* start *

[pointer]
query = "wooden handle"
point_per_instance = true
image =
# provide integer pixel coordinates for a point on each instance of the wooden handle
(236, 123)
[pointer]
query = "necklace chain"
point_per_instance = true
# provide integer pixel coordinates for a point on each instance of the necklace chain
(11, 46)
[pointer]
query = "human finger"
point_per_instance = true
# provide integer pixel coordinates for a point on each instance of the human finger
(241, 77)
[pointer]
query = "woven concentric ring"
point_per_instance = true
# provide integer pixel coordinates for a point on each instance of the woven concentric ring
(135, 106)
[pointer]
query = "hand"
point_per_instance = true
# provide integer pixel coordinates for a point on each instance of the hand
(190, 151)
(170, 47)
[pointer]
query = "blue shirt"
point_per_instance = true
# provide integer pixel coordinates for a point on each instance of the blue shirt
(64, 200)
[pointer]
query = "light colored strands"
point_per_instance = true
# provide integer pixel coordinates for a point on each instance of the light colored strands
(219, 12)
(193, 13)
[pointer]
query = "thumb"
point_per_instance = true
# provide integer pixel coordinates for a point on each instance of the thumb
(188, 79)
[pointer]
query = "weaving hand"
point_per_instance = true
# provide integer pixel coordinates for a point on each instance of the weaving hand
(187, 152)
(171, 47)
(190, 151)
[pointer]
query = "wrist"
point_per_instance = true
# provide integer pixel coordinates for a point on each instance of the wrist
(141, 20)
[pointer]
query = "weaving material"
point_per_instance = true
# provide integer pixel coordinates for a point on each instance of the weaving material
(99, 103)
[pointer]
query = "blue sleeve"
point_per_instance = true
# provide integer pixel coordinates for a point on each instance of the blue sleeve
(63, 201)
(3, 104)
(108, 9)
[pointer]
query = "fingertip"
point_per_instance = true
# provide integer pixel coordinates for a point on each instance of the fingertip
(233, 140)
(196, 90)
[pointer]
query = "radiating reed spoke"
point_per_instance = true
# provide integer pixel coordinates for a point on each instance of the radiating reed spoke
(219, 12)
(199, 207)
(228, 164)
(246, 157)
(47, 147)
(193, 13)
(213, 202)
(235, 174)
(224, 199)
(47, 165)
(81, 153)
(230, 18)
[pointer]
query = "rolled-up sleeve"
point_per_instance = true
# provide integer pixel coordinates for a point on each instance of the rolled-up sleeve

* end *

- GIVEN TASK
Show each line of the entries above that contains the word "thumb". Matches must have the same case.

- RESULT OF THE TASK
query = "thumb"
# provide integer pixel coordinates for a point on each instance of the thumb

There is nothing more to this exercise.